"""

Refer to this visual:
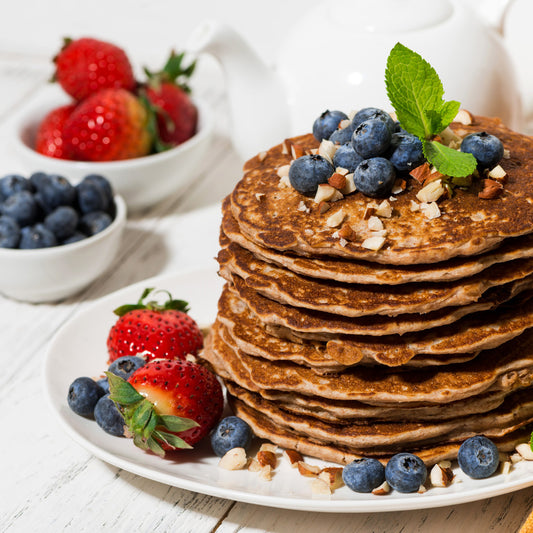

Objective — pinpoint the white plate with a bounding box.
[44,268,533,513]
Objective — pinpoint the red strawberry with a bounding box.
[107,289,203,362]
[35,104,76,159]
[143,52,198,151]
[54,37,136,100]
[63,89,152,161]
[106,359,224,456]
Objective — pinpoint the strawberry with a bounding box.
[106,359,224,456]
[63,89,152,161]
[53,37,136,100]
[107,289,203,362]
[141,52,198,151]
[35,104,76,159]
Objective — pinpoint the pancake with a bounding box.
[202,327,533,406]
[218,243,533,317]
[222,203,533,285]
[231,117,533,265]
[229,268,533,338]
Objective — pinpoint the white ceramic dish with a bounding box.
[44,267,533,513]
[0,195,127,303]
[12,86,212,211]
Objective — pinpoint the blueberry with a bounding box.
[79,211,113,237]
[44,205,80,241]
[342,459,385,492]
[385,453,427,492]
[67,377,104,418]
[108,355,146,379]
[76,174,113,214]
[289,154,335,196]
[211,416,253,457]
[0,215,20,248]
[37,174,76,213]
[94,394,125,437]
[352,119,392,159]
[461,131,503,169]
[353,157,396,198]
[61,231,87,244]
[333,144,363,172]
[313,109,348,141]
[0,174,33,200]
[19,223,57,250]
[457,435,500,479]
[352,107,396,133]
[387,133,425,172]
[329,122,354,144]
[0,191,39,227]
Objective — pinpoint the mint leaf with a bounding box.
[422,140,477,177]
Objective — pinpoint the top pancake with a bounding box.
[231,117,533,265]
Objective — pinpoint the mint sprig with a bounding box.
[385,43,477,177]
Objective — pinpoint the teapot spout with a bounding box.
[187,20,291,159]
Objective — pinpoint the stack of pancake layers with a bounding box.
[201,117,533,465]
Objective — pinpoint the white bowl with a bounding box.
[13,89,213,211]
[0,195,126,303]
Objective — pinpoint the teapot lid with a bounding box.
[327,0,453,33]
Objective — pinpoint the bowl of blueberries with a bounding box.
[0,172,126,303]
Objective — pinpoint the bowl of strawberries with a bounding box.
[14,38,212,211]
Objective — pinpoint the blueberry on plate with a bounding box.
[387,133,426,172]
[457,435,500,479]
[352,107,396,133]
[342,459,385,492]
[353,157,396,198]
[67,377,105,418]
[108,355,146,379]
[79,211,113,237]
[94,394,125,437]
[0,215,20,248]
[385,453,427,492]
[461,131,503,169]
[19,223,58,250]
[333,143,363,172]
[289,154,335,196]
[0,191,39,227]
[44,205,80,241]
[76,174,113,214]
[313,109,348,141]
[352,119,392,159]
[211,416,253,457]
[0,174,33,200]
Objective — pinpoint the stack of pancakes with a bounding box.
[202,117,533,464]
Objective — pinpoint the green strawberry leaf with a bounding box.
[422,140,477,177]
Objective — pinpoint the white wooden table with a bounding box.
[0,56,533,533]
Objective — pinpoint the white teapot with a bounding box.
[187,0,522,158]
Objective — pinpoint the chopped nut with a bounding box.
[298,461,320,477]
[478,179,503,200]
[416,179,446,203]
[218,448,248,470]
[283,450,304,468]
[361,236,385,252]
[429,464,455,487]
[339,223,357,241]
[328,172,346,189]
[376,200,392,218]
[318,467,344,491]
[372,481,390,496]
[256,450,277,469]
[326,209,346,228]
[314,183,339,204]
[367,216,383,231]
[453,109,474,126]
[515,442,533,461]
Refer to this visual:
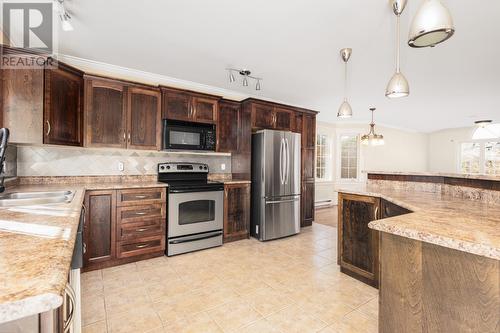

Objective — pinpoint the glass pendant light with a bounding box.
[361,108,385,146]
[408,0,455,47]
[337,48,352,118]
[385,0,410,98]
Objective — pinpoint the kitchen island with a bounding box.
[339,173,500,333]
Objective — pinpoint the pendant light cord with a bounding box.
[396,15,401,73]
[344,61,347,101]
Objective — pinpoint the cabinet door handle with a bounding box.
[63,284,76,333]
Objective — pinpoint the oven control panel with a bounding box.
[158,162,209,173]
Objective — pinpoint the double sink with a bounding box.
[0,191,75,207]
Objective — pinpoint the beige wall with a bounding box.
[428,127,475,173]
[315,122,428,202]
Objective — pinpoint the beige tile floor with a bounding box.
[82,224,378,333]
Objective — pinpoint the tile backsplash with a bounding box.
[17,145,231,177]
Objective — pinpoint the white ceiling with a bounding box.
[59,0,500,131]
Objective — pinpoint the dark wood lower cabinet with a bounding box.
[224,184,250,242]
[337,192,411,288]
[83,188,166,271]
[338,193,380,287]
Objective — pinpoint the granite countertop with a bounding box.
[0,181,166,323]
[338,184,500,260]
[363,171,500,181]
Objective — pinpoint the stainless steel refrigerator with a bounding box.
[251,130,301,241]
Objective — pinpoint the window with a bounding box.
[459,140,500,175]
[316,134,332,180]
[484,141,500,175]
[340,135,358,180]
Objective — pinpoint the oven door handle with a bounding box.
[168,231,222,244]
[168,186,224,193]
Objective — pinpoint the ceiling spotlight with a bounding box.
[57,0,73,31]
[226,68,263,91]
[408,0,455,47]
[59,13,73,31]
[474,119,492,127]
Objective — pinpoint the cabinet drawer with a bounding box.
[116,204,166,225]
[116,188,166,207]
[117,219,166,241]
[117,236,165,258]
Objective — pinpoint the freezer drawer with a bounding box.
[259,196,300,240]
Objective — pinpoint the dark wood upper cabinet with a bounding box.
[83,191,116,267]
[127,87,161,150]
[274,107,295,131]
[191,97,218,123]
[161,87,220,123]
[43,63,83,146]
[217,101,241,153]
[338,193,380,287]
[85,78,127,148]
[302,115,316,149]
[224,184,250,242]
[252,103,275,129]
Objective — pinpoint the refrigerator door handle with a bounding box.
[285,139,290,184]
[266,197,299,205]
[280,139,285,185]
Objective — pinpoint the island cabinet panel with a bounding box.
[85,79,127,148]
[83,188,167,271]
[338,193,380,287]
[378,232,500,333]
[161,87,220,124]
[217,101,241,153]
[43,63,83,146]
[224,184,250,242]
[84,191,116,266]
[380,199,411,219]
[127,87,161,150]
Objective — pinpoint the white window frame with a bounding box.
[336,130,361,184]
[456,139,500,175]
[314,129,334,183]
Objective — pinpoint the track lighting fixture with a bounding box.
[226,68,263,91]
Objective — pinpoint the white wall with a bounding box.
[315,122,428,202]
[428,127,475,173]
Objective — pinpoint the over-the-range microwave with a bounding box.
[162,119,216,151]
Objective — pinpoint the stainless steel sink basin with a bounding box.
[0,191,75,207]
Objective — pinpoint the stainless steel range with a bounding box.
[158,163,224,256]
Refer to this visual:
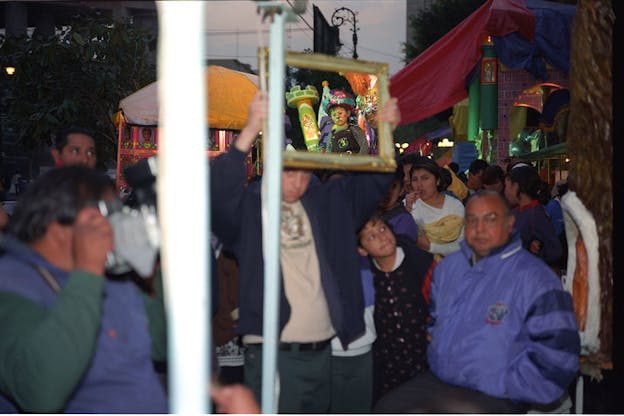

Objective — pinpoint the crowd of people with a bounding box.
[0,91,580,413]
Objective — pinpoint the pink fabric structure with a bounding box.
[390,0,535,124]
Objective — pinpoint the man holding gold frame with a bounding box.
[211,76,400,413]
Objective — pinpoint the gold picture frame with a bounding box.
[258,48,396,172]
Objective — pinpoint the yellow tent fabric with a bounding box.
[119,65,259,130]
[206,65,258,130]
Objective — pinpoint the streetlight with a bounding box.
[332,7,360,59]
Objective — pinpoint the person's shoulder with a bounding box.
[503,248,563,290]
[444,194,464,213]
[395,234,433,260]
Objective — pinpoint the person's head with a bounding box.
[329,105,351,128]
[6,165,115,244]
[358,216,396,259]
[141,127,152,140]
[438,168,453,191]
[505,166,550,207]
[52,126,97,169]
[410,156,443,202]
[464,189,515,260]
[466,159,489,191]
[449,162,459,175]
[282,169,312,203]
[321,90,355,128]
[399,152,420,193]
[481,165,505,193]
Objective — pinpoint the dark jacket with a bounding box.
[211,147,392,347]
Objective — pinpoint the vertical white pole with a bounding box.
[157,1,210,414]
[262,11,286,413]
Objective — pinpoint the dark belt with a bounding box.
[279,339,331,351]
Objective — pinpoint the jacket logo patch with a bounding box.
[485,301,509,325]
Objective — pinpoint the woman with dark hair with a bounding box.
[410,157,464,257]
[376,167,418,241]
[505,165,562,265]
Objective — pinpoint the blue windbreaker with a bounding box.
[427,234,580,403]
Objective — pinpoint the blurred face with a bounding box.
[466,171,483,191]
[483,182,503,192]
[360,219,396,259]
[412,169,438,202]
[282,170,311,203]
[505,178,520,208]
[52,133,97,169]
[403,165,414,194]
[464,195,515,260]
[329,106,351,127]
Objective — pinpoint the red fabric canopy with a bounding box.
[390,0,535,124]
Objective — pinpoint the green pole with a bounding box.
[480,41,498,163]
[467,77,481,142]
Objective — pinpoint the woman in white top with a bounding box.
[407,157,464,260]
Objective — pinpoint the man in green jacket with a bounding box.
[0,166,168,413]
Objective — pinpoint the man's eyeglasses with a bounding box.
[464,212,503,228]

"""

### Set exercise
Reproduce the material verbatim from the line containing "Objective — pinpoint the person's shoulder" through the last line of the material, inclusive.

### Problem solution
Objective — pinpoint the person's shoulder with a bounding box.
[503,248,563,290]
[444,194,464,213]
[395,234,433,260]
Objective — pinpoint the person's head with a bounding box.
[329,105,351,128]
[6,165,115,244]
[358,216,396,259]
[141,127,152,140]
[438,168,453,191]
[505,166,550,207]
[52,126,97,169]
[410,156,443,202]
[464,189,515,260]
[466,159,489,191]
[449,162,459,175]
[282,169,312,203]
[321,90,355,128]
[399,152,420,193]
[481,165,505,193]
Objective — pinpoint the dark jacket with a bounding box.
[211,147,392,347]
Objective — pinpoint the vertical white pole with a bounding box.
[157,1,210,414]
[262,11,286,413]
Objective — pinpoint the dark belt with a bounding box.
[279,339,331,351]
Objective — pinpoint the jacket logo patch with a bounding box.
[485,301,509,325]
Objective — pinpoint the woman with dark hair with a bounding box.
[410,157,464,257]
[376,167,418,241]
[505,165,562,265]
Objective — pinpoint the blue windbreaker with a bounding box.
[427,234,580,403]
Objective — pinpoint the blurred face with a bounding box.
[466,171,483,191]
[483,182,503,192]
[360,219,396,259]
[412,169,438,202]
[282,170,311,203]
[505,178,520,208]
[52,133,97,169]
[403,165,414,194]
[464,195,515,260]
[329,106,351,127]
Objective — pinpoint the red fabric canopy with a bounding box.
[390,0,535,124]
Objective — pinpoint the green pole with a bounding box.
[480,41,498,163]
[467,77,481,142]
Objective — pinpoint the woman in white top with a bounding box.
[407,157,464,260]
Objective — pinpoint the man in green jacket with a bounding box.
[0,166,168,413]
Objective — pinpoint the man's eyeglasses with a bounding box.
[464,212,503,228]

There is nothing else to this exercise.